[START]

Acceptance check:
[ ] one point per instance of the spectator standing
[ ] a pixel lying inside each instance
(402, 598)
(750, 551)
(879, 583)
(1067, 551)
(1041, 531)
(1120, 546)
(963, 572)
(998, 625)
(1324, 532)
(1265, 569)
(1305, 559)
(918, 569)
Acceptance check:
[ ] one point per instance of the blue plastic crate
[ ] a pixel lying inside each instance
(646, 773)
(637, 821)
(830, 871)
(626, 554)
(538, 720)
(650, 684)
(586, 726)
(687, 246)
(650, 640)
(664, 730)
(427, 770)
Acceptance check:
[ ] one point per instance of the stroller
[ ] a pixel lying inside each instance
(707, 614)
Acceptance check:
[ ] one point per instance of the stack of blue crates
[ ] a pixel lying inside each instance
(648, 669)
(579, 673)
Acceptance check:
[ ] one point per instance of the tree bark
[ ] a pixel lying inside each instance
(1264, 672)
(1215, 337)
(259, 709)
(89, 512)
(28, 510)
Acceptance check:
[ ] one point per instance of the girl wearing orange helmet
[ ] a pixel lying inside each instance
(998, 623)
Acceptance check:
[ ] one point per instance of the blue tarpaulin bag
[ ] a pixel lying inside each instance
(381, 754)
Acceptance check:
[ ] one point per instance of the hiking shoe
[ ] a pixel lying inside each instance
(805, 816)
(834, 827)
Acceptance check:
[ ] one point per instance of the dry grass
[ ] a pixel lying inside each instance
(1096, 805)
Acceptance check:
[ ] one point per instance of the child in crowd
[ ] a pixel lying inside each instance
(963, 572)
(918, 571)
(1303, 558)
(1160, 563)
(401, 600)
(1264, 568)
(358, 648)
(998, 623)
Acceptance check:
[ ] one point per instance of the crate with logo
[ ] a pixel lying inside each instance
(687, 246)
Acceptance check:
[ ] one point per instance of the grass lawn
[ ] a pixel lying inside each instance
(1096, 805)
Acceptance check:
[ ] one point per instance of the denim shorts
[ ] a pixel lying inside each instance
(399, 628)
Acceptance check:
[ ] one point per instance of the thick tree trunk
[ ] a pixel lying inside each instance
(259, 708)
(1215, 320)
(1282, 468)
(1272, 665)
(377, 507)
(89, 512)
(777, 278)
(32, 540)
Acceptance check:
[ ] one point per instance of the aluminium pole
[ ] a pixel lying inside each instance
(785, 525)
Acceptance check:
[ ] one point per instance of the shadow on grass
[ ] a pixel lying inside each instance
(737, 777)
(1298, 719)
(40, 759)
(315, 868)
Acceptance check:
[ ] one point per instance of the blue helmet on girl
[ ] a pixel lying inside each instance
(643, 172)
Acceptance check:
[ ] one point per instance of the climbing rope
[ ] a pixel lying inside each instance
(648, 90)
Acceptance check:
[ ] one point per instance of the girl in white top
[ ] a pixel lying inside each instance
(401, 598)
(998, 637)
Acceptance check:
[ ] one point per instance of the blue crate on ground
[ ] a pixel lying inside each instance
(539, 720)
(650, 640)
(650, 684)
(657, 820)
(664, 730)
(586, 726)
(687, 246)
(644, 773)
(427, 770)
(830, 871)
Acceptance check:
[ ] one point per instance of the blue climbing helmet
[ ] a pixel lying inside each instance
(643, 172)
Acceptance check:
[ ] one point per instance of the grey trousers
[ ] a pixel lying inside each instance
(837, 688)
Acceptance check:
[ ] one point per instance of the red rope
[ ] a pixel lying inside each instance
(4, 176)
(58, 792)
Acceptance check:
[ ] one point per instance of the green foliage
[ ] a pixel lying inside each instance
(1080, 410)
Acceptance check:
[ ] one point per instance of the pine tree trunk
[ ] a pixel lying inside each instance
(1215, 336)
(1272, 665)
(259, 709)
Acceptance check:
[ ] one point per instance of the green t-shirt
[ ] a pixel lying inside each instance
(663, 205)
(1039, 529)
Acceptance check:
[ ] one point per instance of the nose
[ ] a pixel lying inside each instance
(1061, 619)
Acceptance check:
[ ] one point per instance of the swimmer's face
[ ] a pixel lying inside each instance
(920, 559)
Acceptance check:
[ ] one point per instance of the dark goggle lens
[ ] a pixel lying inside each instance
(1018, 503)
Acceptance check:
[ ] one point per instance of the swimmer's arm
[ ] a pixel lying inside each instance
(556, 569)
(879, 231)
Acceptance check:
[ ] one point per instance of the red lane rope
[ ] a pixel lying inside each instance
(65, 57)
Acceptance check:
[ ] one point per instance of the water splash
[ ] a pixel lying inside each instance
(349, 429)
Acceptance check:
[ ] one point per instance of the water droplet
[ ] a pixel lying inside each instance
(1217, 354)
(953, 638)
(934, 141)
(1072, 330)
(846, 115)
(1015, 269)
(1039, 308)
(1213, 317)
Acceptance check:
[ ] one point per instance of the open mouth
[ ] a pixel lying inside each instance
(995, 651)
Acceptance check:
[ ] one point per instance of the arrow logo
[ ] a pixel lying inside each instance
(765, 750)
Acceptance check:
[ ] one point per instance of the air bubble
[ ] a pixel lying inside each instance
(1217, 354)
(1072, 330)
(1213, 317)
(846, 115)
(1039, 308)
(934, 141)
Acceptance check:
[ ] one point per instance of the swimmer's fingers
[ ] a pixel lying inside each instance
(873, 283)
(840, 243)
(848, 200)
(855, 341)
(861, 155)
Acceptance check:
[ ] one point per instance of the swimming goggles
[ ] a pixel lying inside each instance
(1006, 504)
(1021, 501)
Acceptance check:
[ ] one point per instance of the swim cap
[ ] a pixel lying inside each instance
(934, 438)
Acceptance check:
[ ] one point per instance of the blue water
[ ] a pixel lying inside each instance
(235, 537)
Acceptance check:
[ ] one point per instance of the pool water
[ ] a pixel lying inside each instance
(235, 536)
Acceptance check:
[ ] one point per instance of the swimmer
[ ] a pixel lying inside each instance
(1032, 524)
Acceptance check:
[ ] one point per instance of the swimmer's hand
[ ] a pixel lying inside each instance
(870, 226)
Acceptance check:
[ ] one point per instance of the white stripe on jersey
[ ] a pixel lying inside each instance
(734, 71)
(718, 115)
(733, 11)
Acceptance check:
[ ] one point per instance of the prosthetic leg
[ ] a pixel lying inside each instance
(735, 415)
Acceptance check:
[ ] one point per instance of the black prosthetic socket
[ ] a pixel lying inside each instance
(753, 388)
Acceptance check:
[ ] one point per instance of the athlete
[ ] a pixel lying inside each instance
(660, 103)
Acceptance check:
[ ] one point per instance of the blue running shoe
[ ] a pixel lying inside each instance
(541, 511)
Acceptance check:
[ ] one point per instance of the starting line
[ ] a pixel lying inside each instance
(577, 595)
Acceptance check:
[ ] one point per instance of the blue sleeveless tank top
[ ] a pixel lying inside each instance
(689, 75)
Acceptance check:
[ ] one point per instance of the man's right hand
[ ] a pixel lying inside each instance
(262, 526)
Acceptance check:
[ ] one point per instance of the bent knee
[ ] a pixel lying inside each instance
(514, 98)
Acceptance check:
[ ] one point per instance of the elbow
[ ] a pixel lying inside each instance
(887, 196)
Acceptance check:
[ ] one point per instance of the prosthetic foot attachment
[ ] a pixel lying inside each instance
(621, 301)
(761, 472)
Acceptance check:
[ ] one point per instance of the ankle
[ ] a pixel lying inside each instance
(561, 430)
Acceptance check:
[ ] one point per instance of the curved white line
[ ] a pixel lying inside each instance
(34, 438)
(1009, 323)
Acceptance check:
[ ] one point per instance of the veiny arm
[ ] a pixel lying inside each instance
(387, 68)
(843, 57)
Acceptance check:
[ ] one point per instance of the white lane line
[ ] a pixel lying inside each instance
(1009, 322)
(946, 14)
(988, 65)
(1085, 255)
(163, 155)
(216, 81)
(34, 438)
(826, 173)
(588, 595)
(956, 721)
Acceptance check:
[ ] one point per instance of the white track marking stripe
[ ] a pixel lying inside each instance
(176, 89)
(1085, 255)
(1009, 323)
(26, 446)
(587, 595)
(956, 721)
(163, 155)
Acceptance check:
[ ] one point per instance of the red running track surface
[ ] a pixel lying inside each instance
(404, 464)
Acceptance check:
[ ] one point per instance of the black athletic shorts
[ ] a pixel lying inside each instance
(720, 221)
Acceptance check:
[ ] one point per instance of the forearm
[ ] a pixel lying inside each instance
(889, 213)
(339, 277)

[END]

→ TASK PROMPT: Please find each line in the records above that contains the word "white" and copy those lines out in full.

→ TASK ANSWER:
[ ] one point per instance of the girl in white top
[ ] one point per instance of the white stripe on jersey
[ ] one point per instance of the curved white line
[ ] one point per instance of the white lane line
[ ] one point per instance of the white track marking stripe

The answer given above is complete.